ACTIVITY: Reproduce everything in the passage on nighttime vital-sign checks from "You would think" down to "no clinical rationale.", word for word.

PROVIDED PASSAGE:
* * *
You would think that with all the emphasis on the need for a restful night's sleep, getting a night's rest while hospitalized would be a snap. You, of course, would be incorrect. One of the most consistently reported disruptions is being awoken to check your vital signs; evidently, a mirror to check for breathing is no longer sufficient. We need to check your blood pressure, pulse, temperature, and respiratory rate every 4 hours. That 4-hour interval is one of those rules passed from resident to intern, always part of the standard orders, and with no clinical rationale.
Can hospitalists, those doctors who now specialize in caring for hospitalized patients, safely reduce the frequency of vital signs, especially at night? Because we live in the digital age, the answer may lie with an algorithm “to identify patients who are at low risk for abnormal nighttime vital signs.” The authors refer to reducing the frequency from every 4 hours to every eight while patients are awake “sleep promotion vitals. (SPV).” The algorithm is embedded in the electronic health record of the hospital, one of the burgeoning algorithms that make up clinical decision support (CDS) tools. It should be easy-peasy [1]
While the researchers were interested in getting their patients more sleep, their real interest was in determining whether this treatment change reduced the delirium (disorientation) that many patients experience from the combination of being hospitalized, ill, woken up, and medicated. Once the algorithm was “trained” and let loose in the wild as it were, hospitalists were notified by clinical decision support that their patient was at low risk for medical instability and could benefit from sleep promotion vitals. Clinicians could agree by clicking a button or put off a decision for an hour or until the next day. In order not to be too bothersome to the clinician’s work, the algorithm was only activated when it was “90% sure” that the patient would not be harmed by being awoken to check their vital signs.
In addition to the outcome of delirium, as noted by the nurses, secondary outcomes included patient satisfaction and an increase in sleep opportunity – the time “between 11 pm and 6 am” without interruptions by the staff. 1,930 nights of sleep involving 400 women and 566 men with a mean age of 53 were randomized, 964 acting as the control, 966 passing through clinical decision support. All patients were on med-surg floors, receiving routine, not critical care.
- There was no difference in the incidence of delirium between the groups
- Physicians “usually agreed” with the CDS recommendation, and as a result, the treatment group experienced 31% fewer sleep time interruptions. Put into other terms, this resulted in 23 more minutes of sleep during that 7-hour window.
- None of the treatment patients were unexpectedly transferred to the ICU or suffered cardiac arrest, so the algorithm was safely applied.
* * *
Referring expression pointing data
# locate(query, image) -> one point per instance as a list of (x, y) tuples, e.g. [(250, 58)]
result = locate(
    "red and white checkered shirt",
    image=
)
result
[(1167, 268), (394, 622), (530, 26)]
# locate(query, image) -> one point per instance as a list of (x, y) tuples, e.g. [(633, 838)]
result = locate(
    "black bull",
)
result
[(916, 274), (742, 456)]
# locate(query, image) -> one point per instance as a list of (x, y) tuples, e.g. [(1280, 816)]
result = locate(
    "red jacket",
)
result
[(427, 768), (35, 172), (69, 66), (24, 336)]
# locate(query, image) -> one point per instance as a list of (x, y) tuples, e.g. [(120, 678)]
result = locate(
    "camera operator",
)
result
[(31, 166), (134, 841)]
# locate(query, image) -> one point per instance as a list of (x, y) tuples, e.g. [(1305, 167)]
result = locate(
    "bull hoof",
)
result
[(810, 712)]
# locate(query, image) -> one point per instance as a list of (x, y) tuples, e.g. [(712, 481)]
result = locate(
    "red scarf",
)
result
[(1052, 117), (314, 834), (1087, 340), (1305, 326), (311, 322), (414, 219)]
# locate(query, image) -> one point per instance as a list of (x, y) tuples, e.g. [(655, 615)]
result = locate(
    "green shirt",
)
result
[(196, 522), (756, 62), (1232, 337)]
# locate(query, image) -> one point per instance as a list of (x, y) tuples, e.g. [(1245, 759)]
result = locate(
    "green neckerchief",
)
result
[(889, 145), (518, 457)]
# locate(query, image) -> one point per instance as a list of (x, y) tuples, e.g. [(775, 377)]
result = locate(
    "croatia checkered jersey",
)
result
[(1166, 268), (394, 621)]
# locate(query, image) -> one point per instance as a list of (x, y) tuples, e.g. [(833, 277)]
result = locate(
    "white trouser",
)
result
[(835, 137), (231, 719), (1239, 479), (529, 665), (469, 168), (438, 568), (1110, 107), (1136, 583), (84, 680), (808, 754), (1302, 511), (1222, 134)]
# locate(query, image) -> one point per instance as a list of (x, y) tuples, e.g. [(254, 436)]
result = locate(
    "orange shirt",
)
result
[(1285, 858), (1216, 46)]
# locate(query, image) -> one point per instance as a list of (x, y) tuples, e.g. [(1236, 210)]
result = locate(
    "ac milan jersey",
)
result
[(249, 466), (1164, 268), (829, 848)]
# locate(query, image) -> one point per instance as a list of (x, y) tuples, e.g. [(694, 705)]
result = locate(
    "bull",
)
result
* * *
EXPECTED ANSWER:
You would think that with all the emphasis on the need for a restful night's sleep, getting a night's rest while hospitalized would be a snap. You, of course, would be incorrect. One of the most consistently reported disruptions is being awoken to check your vital signs; evidently, a mirror to check for breathing is no longer sufficient. We need to check your blood pressure, pulse, temperature, and respiratory rate every 4 hours. That 4-hour interval is one of those rules passed from resident to intern, always part of the standard orders, and with no clinical rationale.